Unlike the substances described above, ceramic glass, represented by lithium aluminum silicate glass, has translucent properties, and thus can be used in parts of a device where its transparency causes inconvenience. For this reason, ceramic glass has been generally used as a top cover of, for example, a Ni—Cr heater, for the sake of the heater's design. In addition, since the ceramic glass is made from a composition mixture of various types of materials, it is cheaper than quartz glass. The thermal properties of ceramic glass, as a compound made from various materials, are different from those of quartz glass consisting of almost 100% SiO₂. The lithium aluminum silicate is a more suitable material for a substrate of a plane heating element since heat conductivity is 1.7 W/mk, which is 20% greater than the heat conductivity of quartz glass that is 1.4 W/mk. The lithium aluminum silicate glass as ceramic glass, however, has never been used as a substrate of a plane heating element. Ceramic glass of lithium aluminum silicate glass cannot be applied to a plane heating element, using the existing quartz glass, because a thermal expansion rate (0.4 um/mk) of the quartz glass is different from a thermal expansion rate (1 um/mk) of the lithium aluminum silicate glass. The plane heating element described herein is implemented to be suitable for synthetic ceramic glass, such as lithium aluminum silicate glass. In addition, the insulating layer described herein has been developed by taking into consideration the characteristics of lithium aluminum silicate glass and the plane heating element, so as to protect the heating element after the heating element is printed and plasticized on a substrate made of lithium aluminum silicate glass.

Embodiments of the plane heating element will now be provided for detailed description thereof.

Embodiment 1

Electrode paste for ceramic glass heat was obtained by mixing components of the composition described above. First, an organic binder and a solvent were added to a mixer, the resulting mixture was well mixed by agitation, and thereby a vehicle was generated. Thereafter, metal powder, an inorganic binder, additives and the vehicle were added to a planetary mixer, and the added components were mixed and agitated. Resulting mixed paste was mechanically mixed using a 3-roll mill. Then, particles having large grain sizes and impurities, such as dust, were filtered out, and the defoamation process was performed to the filtered paste by use of a defoamer device in order to get rid of bubbles from the paste. As a result, a conductive paste composition using Ag-coated glass powder was fabricated.

	TABLE 1
		Comparative	Comparative
	Embodiment 1	Example 1	Example 2
Ag parts by weight	40	55	40
Ag/Pd parts by weight	15	20	30
Glass frit Tg	10	10	10
(inorganic binder)
Pattern resistance	60Ω	10Ω	120Ω
Time to heat up to	30 sec	5 min	X
300° C.

Ethyl cellulous of 5 parts by weight was added and a coating layer was formed by a screen printing scheme. The coating layer was dried at 150° C. for 10 minutes, and then maintained at 850° C. for 10 minutes for plasticization.

§ RECORDS TO PROCESS:
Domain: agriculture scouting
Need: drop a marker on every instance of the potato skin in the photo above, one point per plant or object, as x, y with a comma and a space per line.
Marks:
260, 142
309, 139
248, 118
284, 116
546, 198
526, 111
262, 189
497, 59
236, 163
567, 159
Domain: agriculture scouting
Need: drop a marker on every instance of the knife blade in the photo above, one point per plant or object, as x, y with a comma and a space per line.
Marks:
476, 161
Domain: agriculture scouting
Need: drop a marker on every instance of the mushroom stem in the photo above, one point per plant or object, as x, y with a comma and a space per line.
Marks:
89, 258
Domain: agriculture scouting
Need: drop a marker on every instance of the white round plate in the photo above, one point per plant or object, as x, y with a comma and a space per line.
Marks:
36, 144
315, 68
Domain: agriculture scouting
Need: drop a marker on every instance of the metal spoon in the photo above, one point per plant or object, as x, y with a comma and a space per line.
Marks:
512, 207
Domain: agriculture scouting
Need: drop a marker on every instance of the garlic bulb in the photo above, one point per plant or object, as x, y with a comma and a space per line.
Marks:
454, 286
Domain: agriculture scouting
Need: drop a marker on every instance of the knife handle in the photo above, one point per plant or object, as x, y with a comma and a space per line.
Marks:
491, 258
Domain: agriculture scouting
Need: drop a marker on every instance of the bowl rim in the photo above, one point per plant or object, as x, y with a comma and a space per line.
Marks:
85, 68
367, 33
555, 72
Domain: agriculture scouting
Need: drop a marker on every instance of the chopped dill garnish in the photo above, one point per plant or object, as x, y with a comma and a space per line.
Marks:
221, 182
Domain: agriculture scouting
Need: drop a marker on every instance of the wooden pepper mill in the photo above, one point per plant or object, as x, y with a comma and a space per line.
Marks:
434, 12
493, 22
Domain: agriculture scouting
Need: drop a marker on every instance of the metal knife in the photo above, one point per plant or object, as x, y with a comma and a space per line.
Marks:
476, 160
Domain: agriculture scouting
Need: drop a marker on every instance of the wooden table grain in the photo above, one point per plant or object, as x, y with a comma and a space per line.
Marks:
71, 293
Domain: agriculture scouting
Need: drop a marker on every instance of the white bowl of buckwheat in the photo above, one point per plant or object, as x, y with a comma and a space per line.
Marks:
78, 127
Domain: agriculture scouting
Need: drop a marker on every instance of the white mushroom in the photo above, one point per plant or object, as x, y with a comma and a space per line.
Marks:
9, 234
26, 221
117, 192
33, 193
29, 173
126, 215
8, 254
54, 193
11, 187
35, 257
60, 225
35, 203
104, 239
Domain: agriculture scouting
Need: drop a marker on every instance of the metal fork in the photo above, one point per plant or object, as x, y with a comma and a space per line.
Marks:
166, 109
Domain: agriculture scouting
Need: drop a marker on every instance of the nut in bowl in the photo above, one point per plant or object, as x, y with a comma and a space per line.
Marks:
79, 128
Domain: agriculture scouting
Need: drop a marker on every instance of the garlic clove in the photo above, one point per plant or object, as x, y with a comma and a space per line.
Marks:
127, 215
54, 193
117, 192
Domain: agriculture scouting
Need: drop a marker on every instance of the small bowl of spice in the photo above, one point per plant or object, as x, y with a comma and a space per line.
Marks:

§ WRITTEN TASKS:
a) According to the passage on ceramic glass heating elements, what is the heat conductivity of lithium aluminum silicate glass?
b) Find every line of the listing that contains the word "garlic", matching case exactly.

§ TASK RESPONSES:
a) 1.7 W/mk

b)
Need: drop a marker on every instance of the garlic bulb in the photo above, one point per plant or object, as x, y with a comma and a space per line.
Need: drop a marker on every instance of the garlic clove in the photo above, one point per plant or object, as x, y with a comma and a space per line.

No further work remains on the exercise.